### Stated goal:
Here are some records; return them all exactly.

### Provided data:

┏━━

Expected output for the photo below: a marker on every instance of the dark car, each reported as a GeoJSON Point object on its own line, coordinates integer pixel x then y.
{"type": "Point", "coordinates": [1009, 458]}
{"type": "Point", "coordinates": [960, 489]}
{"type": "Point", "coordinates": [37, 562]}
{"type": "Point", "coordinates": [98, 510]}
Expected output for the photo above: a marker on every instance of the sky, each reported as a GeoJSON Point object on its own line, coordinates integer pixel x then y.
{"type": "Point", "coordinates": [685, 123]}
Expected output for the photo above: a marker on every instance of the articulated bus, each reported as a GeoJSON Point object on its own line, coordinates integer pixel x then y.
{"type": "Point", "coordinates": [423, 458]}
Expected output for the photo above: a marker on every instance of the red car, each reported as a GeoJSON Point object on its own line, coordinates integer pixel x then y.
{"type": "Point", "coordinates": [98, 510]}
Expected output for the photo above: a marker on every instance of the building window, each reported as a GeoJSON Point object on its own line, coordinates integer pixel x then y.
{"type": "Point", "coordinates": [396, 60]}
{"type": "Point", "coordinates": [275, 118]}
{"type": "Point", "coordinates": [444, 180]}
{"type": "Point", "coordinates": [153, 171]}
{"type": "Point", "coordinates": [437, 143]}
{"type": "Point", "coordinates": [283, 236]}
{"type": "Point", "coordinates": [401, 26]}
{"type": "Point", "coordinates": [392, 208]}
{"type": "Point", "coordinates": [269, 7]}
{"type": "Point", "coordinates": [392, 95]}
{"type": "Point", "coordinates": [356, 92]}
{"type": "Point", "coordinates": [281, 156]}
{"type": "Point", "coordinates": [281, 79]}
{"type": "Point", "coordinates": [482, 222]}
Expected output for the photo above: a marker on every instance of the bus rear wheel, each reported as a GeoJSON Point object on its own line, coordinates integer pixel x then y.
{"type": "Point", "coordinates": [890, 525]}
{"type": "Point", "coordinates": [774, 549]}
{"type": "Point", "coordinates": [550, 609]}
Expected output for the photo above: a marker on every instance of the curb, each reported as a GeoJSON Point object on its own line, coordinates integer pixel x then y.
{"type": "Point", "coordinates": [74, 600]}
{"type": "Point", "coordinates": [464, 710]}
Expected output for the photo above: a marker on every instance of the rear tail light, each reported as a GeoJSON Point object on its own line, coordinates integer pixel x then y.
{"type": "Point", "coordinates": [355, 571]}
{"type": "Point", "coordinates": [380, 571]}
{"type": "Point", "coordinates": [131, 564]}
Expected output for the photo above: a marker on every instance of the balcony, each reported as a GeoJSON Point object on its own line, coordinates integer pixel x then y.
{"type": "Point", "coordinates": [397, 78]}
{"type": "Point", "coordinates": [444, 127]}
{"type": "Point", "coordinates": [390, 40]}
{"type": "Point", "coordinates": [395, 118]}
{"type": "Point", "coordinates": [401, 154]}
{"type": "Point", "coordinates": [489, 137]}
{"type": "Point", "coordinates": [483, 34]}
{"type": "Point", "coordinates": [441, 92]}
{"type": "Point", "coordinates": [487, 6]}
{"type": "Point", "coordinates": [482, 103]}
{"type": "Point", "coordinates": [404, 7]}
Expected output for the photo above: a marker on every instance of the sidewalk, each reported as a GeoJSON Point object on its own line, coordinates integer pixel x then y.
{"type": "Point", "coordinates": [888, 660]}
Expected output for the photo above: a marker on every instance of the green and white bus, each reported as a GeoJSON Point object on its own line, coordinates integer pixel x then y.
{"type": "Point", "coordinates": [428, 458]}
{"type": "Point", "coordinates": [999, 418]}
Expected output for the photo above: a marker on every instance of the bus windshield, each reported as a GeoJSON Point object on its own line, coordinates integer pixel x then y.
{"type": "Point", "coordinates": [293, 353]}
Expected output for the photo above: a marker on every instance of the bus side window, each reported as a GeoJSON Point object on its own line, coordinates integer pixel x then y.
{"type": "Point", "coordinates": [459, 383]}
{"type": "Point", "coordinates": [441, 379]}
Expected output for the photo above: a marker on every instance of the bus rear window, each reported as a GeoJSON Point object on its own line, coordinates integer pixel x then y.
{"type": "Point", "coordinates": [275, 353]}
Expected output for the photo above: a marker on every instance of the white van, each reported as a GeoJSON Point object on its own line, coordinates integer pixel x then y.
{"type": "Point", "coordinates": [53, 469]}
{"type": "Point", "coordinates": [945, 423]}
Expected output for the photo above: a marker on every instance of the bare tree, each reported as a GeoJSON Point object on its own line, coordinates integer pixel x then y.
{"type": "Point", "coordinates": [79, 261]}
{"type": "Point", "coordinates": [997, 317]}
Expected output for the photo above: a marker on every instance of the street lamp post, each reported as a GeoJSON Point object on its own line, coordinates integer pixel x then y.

┗━━

### Completed task:
Expected output for the photo below: a marker on every instance of the dark car, each reported as a GeoJSON Point object on its own line, coordinates integer pixel x then y.
{"type": "Point", "coordinates": [1009, 458]}
{"type": "Point", "coordinates": [960, 489]}
{"type": "Point", "coordinates": [37, 562]}
{"type": "Point", "coordinates": [98, 510]}
Expected output for the photo above: a marker on every instance of the sky, each reported as a GeoJSON Point object on its own line, coordinates integer pixel x then y.
{"type": "Point", "coordinates": [685, 123]}
Expected output for the photo above: a marker on every instance of the articulated bus, each reported as a GeoJSON Point object on its own line, coordinates integer pixel x then y.
{"type": "Point", "coordinates": [423, 458]}
Expected output for the photo above: a marker on every instance of the red car, each reported as a GeoJSON Point object on its own line, coordinates integer pixel x then y.
{"type": "Point", "coordinates": [98, 510]}
Expected output for the photo above: a marker on every instance of the building window, each reported as a GeoJSON Point object on its own line, coordinates integer pixel x then y.
{"type": "Point", "coordinates": [396, 60]}
{"type": "Point", "coordinates": [275, 118]}
{"type": "Point", "coordinates": [444, 180]}
{"type": "Point", "coordinates": [153, 171]}
{"type": "Point", "coordinates": [437, 143]}
{"type": "Point", "coordinates": [283, 236]}
{"type": "Point", "coordinates": [401, 26]}
{"type": "Point", "coordinates": [392, 208]}
{"type": "Point", "coordinates": [269, 7]}
{"type": "Point", "coordinates": [392, 95]}
{"type": "Point", "coordinates": [356, 92]}
{"type": "Point", "coordinates": [281, 156]}
{"type": "Point", "coordinates": [281, 79]}
{"type": "Point", "coordinates": [482, 222]}
Expected output for the photo above: a marker on every instance of the bus rear wheel, each reported as a GeoJSON Point object on its own line, coordinates integer pixel x then y.
{"type": "Point", "coordinates": [890, 525]}
{"type": "Point", "coordinates": [774, 549]}
{"type": "Point", "coordinates": [550, 609]}
Expected output for the photo above: a marker on every instance of the curb, each reported as a GeoJSON Point object on its own line, coordinates integer pixel x then y.
{"type": "Point", "coordinates": [74, 600]}
{"type": "Point", "coordinates": [464, 710]}
Expected output for the photo above: a marker on every instance of the rear tail light, each reported as a GeoJSON Point object on its own line, coordinates integer pixel x then y.
{"type": "Point", "coordinates": [355, 571]}
{"type": "Point", "coordinates": [380, 571]}
{"type": "Point", "coordinates": [131, 564]}
Expected output for the photo above: a marker on every instance of the balcony, each reported as a GeoJSON Point object on its own line, coordinates integer pixel x then y.
{"type": "Point", "coordinates": [397, 78]}
{"type": "Point", "coordinates": [444, 127]}
{"type": "Point", "coordinates": [390, 40]}
{"type": "Point", "coordinates": [395, 118]}
{"type": "Point", "coordinates": [401, 154]}
{"type": "Point", "coordinates": [489, 137]}
{"type": "Point", "coordinates": [483, 34]}
{"type": "Point", "coordinates": [441, 92]}
{"type": "Point", "coordinates": [487, 6]}
{"type": "Point", "coordinates": [482, 103]}
{"type": "Point", "coordinates": [404, 7]}
Expected output for the photo above: a marker on every instance of the sidewalk, each reported as a GeoJSON Point object on its own line, coordinates integer pixel x then y.
{"type": "Point", "coordinates": [888, 660]}
Expected output for the photo above: a marker on every instance of the green and white bus, each reported as a GeoJSON Point object on its own line, coordinates integer pixel x then y.
{"type": "Point", "coordinates": [428, 458]}
{"type": "Point", "coordinates": [999, 418]}
Expected output for the photo above: a marker on every instance of the bus windshield, each reported as a GeoJSON Point object on its own line, coordinates integer pixel x then y.
{"type": "Point", "coordinates": [293, 353]}
Expected output for the photo above: a marker on every instance of the bus side window, each reported as a GeoJSON Point object on its own line, coordinates integer pixel x then y.
{"type": "Point", "coordinates": [459, 383]}
{"type": "Point", "coordinates": [441, 379]}
Expected output for the photo above: a marker on every instance of the bus rear window, each reported as a GeoJSON Point object on its own line, coordinates integer pixel x then y.
{"type": "Point", "coordinates": [275, 353]}
Expected output for the photo above: a marker on every instance of the white van, each reported as a GeoJSON Point object on its own line, coordinates integer pixel x then y.
{"type": "Point", "coordinates": [53, 469]}
{"type": "Point", "coordinates": [945, 423]}
Expected output for the photo above: a marker on every instance of the bare tree, each reported as a GeoJSON Point object on its own line, coordinates integer pixel x then y.
{"type": "Point", "coordinates": [79, 261]}
{"type": "Point", "coordinates": [997, 317]}
Expected output for the photo above: a marker on every instance of the street lamp post, each reported as a GeoJSON Point object on its own line, coordinates integer pixel x then y.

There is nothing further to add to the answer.